● **Problem**
An exact copy of the listing is required.

● **Material for this exercise**

---*---

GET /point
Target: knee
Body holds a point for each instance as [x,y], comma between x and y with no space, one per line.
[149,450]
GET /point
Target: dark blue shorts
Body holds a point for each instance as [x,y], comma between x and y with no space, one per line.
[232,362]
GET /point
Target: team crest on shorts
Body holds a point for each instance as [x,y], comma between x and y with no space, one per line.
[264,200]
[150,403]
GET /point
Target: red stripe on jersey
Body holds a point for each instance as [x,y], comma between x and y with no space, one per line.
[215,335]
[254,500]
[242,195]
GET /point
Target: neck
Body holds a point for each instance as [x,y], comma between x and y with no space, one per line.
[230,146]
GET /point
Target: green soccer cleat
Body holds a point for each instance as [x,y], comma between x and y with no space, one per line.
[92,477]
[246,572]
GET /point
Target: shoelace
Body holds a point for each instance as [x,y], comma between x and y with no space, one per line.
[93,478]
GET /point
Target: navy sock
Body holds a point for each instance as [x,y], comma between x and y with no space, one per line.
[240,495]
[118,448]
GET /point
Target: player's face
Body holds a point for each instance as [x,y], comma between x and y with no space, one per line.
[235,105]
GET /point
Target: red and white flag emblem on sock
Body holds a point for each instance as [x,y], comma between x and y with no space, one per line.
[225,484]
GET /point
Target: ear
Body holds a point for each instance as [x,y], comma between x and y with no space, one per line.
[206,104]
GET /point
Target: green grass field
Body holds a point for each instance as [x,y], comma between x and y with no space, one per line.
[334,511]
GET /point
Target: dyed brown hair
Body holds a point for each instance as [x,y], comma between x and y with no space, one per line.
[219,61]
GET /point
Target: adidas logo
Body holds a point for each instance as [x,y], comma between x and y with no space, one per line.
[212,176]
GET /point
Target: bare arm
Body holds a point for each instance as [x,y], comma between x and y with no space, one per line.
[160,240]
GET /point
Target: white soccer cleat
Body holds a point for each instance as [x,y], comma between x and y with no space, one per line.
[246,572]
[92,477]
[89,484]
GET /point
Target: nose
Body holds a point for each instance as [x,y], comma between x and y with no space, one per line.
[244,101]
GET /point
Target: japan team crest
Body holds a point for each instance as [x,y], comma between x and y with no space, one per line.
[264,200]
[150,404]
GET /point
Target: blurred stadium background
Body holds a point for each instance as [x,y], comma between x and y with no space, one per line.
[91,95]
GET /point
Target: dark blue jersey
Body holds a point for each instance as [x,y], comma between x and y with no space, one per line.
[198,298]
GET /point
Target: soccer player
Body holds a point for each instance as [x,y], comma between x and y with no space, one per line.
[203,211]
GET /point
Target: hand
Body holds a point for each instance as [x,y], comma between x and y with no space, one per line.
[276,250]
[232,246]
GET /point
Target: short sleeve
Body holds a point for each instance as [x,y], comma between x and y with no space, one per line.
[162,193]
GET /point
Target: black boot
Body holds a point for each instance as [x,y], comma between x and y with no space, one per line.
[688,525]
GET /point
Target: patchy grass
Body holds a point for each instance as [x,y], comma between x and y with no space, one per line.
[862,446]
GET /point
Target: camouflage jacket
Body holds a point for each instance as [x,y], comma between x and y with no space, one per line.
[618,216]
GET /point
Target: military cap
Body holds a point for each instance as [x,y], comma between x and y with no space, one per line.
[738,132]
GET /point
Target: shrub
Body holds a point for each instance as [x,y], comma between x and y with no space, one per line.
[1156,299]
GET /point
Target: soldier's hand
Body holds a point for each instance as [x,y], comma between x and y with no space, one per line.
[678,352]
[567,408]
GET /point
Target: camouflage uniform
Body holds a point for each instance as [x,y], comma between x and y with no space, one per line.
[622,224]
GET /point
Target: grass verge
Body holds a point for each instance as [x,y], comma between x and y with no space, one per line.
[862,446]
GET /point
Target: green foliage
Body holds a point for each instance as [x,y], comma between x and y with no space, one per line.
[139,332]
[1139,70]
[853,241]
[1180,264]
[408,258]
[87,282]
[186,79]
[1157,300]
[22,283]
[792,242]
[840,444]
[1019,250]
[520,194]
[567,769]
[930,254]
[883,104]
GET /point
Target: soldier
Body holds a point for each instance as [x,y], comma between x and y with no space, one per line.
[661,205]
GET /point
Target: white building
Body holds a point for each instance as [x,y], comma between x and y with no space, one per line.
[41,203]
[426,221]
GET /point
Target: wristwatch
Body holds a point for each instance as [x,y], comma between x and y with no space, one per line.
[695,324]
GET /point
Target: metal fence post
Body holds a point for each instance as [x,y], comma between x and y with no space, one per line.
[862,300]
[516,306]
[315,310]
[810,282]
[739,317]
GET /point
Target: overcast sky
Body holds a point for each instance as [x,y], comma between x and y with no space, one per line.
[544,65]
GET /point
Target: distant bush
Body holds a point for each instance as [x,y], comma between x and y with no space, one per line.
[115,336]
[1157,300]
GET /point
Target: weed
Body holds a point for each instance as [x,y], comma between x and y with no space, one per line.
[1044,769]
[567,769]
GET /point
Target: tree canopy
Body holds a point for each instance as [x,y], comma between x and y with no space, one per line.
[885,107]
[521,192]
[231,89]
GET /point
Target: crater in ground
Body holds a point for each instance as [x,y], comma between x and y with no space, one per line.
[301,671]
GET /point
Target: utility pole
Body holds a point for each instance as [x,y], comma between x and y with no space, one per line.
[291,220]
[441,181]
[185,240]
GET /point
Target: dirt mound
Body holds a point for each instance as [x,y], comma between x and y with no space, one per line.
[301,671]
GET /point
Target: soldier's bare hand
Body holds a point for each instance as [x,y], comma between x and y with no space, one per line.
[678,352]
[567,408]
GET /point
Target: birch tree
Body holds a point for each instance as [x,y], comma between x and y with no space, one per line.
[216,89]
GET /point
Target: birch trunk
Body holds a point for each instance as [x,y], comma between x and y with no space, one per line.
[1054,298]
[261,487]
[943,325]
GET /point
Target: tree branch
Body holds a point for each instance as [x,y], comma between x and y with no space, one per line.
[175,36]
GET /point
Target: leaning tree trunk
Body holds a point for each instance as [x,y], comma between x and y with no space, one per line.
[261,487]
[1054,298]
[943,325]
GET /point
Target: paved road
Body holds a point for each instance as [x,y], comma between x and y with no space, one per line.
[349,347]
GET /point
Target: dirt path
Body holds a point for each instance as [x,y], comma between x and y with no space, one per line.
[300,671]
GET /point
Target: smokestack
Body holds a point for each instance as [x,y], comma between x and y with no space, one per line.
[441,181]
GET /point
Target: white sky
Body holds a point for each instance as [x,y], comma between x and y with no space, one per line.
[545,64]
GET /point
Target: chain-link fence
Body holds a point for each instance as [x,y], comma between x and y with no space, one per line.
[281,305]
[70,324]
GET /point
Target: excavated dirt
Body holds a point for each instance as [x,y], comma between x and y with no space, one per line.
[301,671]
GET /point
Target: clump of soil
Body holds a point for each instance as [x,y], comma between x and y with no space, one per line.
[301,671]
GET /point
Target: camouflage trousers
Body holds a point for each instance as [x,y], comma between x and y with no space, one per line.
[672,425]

---*---

● **Task result**
GET /point
Target: knee
Body holds a point for each instance as [x,y], comma between x and y with no space, one per line.
[149,450]
GET /point
Target: dark blue shorts
Body holds a point for each instance as [x,y], comma between x and y with no space, one per line.
[232,362]
GET /point
Target: team crest on shorts
Body holds a point for each instance as [x,y], comma between x and y with no space, one per line.
[264,200]
[150,403]
GET /point
Target: red stripe on jersey
Body holds a point for each instance as [x,y], comma between x and y with no space, one per line.
[215,335]
[254,500]
[242,195]
GET /point
Target: neck
Body holds a point for each instance as [x,y], comma between x and y with no space, one per line.
[230,146]
GET /point
Target: green soccer cleat
Body holds a point for each instance as [x,y], comma between x and y with no space, one per line.
[92,477]
[246,572]
GET /point
Target: shoelace
Body holds a point for each instance as [x,y], comma between x and y with no space, one per line.
[93,478]
GET /point
Target: navy sock
Body holds a point for each instance as [x,y], comma between x and y with no space, one per line.
[240,495]
[118,448]
GET /point
Target: player's face
Body holds a point for each instance as [x,y], comma between x and y with no space, one per line.
[235,105]
GET /point
Target: red and white flag emblem on sock
Body holds a point for each instance as [x,y], comma between x and y with no space, one per line.
[225,484]
GET /point
Target: ear
Body holds a point for each instance as [x,y], comma between x and y with no space, one per line.
[206,104]
GET /point
Target: green grass field
Body holds a point for each instance as [x,y], comma between x and y with no space, one per line.
[334,511]
GET /point
Target: dyed brown hair
Body holds a point for each instance as [x,y], comma between x and y with no space, one per line.
[219,61]
GET /point
Target: adidas logo
Body holds a point for each instance as [x,y], comma between x and y with no space, one per line.
[212,176]
GET /point
Target: bare arm
Body holds a point for each instance as [x,y], comma between x and y with no space, one per line.
[160,240]
GET /point
Target: white soccer cleat
Body holds a point for each instance as [x,y], comma between x and y with no space, one per line.
[246,572]
[92,477]
[89,484]
GET /point
Target: nose
Body holds a point for each instance as [x,y], comma between x and y with no space, one per line.
[244,101]
GET /point
Target: japan team crest
Body holds a point for each instance as [x,y], comma between x and y with no space, one per line.
[264,200]
[150,404]
GET /point
Target: blurred stadium background
Body holds a point for each instance as [x,y], comma between x and y with no space, one per line.
[91,95]
GET /point
Target: dark blue jersey
Body holds a point for each instance as [x,y], comma between x and y with no space, one per line.
[198,298]
GET /point
Target: soccer player
Body holds a point for each instance as [x,y], comma between x and y with no space, one per line.
[203,211]
GET /point
Target: hand
Body holds a point for each instance as [x,y], comma between x and y with no space, one per line.
[276,250]
[232,246]
GET /point
Target: short sleeve
Body holds a point for each instance as [x,y], comma between x and y with no space, one per line.
[162,193]
GET /point
Target: black boot
Body holds a point for each instance as [x,y], comma between x and y with no space, one per line.
[688,525]
GET /point
Target: patchy grass
Body holds a point for each instance as [x,y], comma between x and y with no space, one per line.
[862,446]
GET /point
Target: camouflage jacket
Body holds a point for each instance as [x,y], comma between x and y with no space, one per line.
[618,216]
GET /point
Target: military cap
Body holds a point for each instance as [x,y], comma between x and y with no space, one per line.
[738,132]
GET /point
Target: shrub
Body holds a point for each instance as [x,y], comma between x and y with no space, one per line.
[1156,299]
GET /point
Target: soldier's hand
Body holds a point for each instance as [x,y], comma between x and y with no space, one per line.
[678,352]
[567,408]
GET /point
Target: camouflage uniform
Body holds a point for each instance as [x,y], comma between x and y with no space, one per line.
[622,224]
GET /point
Target: grass verge
Body holds a point for each instance as [x,y], comma between x and y with no space, one per line.
[862,446]
GET /point
Target: green foliage
Body holds a point for each instance as [x,y], comma between x and y with no space, one per line.
[139,332]
[1139,70]
[853,241]
[1180,264]
[408,258]
[87,282]
[186,79]
[1157,300]
[22,283]
[792,242]
[840,444]
[1019,250]
[520,194]
[567,769]
[930,254]
[883,104]
GET /point
Target: soldier
Body holds a point for each instance as [x,y], comma between x and y with no space, one per line.
[661,205]
GET /point
Target: white building
Body holds a point for each instance as [x,y], comma between x and y with no space, one per line.
[41,203]
[426,221]
GET /point
Target: wristwatch
Body holds a point for each instance as [x,y], comma between x and y with no space, one per line.
[695,324]
GET /point
Target: metal fence post
Body holds a point for each instance as [x,y], comma between x and y with no space, one per line.
[862,300]
[516,306]
[315,310]
[810,282]
[739,317]
GET /point
Target: overcast sky
Body holds a point for each instance as [x,y], comma between x and y with no space, one per line.
[544,65]
GET /point
Target: distant bush
Body holds a point for each instance as [x,y], comma between x and y with no space, one per line.
[115,336]
[1157,300]
GET /point
Target: weed
Body holds a point for each instance as [x,y], comma between x and y with no space, one per line.
[1044,769]
[567,769]
GET /point
Target: tree canopy
Body holds a point for each instance as [x,y], comma between x and y with no space, one per line.
[885,107]
[521,192]
[231,89]
GET /point
Target: crater in ground
Body holds a point for each instance as [x,y], comma between x and y with no space, one per line.
[301,671]
GET /point
Target: utility pole
Body holds a point for each instance as [x,y], comma between x and y with no space, one per line.
[291,220]
[441,181]
[185,240]
GET /point
Target: dirt mound
Body holds a point for each instance as [x,y], comma between x and y with no space, one per line.
[301,671]
GET /point
Target: soldier's bare hand
Body holds a point for each instance as [x,y], comma between x and y with no space, one per line.
[678,352]
[567,408]
GET /point
Target: birch tree
Body holds a point for each instance as [x,y], comma between x and y with no space, one per line.
[216,89]
GET /point
Target: birch trunk
Body holds a point for each instance as [x,y], comma between x and y with no space, one per line.
[1054,298]
[261,487]
[943,325]
GET /point
Target: tree branch
Body holds a point for each instance as [x,y], comma between x and y with no space, one per line.
[175,36]
GET /point
Target: leaning tree trunk
Body holds a point for each instance as [x,y], comma between x and y with no space, one per line.
[261,487]
[1054,298]
[943,325]
GET /point
Target: paved road
Body holds a point for each instance as [x,y], comma between x and y with no space, one per line.
[349,347]
GET /point
Target: dirt path
Body holds a point for each instance as [x,y], comma between x and y with no space, one per line.
[300,671]
GET /point
Target: smokestack
Body holds a point for each instance as [x,y], comma between x and y with no space, one per line.
[441,181]
GET /point
Target: white sky
Body holds a point for each instance as [x,y], comma between x and y with no space, one per line.
[545,64]
GET /point
Target: chain-link fence
Body holds a point for each instance as [x,y], comma between x and y with no space, one per line.
[281,305]
[70,324]
GET /point
Target: excavated dirt
Body holds a point for each instance as [x,y], comma between x and y with no space, one per line.
[301,671]
GET /point
Target: clump of soil
Body holds a point for each instance as [x,y], comma between x and y with no space, one per line.
[301,671]
GET /point
Target: camouflage trousers
Body holds a point for each instance as [x,y], comma between x and y with no space, one per line.
[672,425]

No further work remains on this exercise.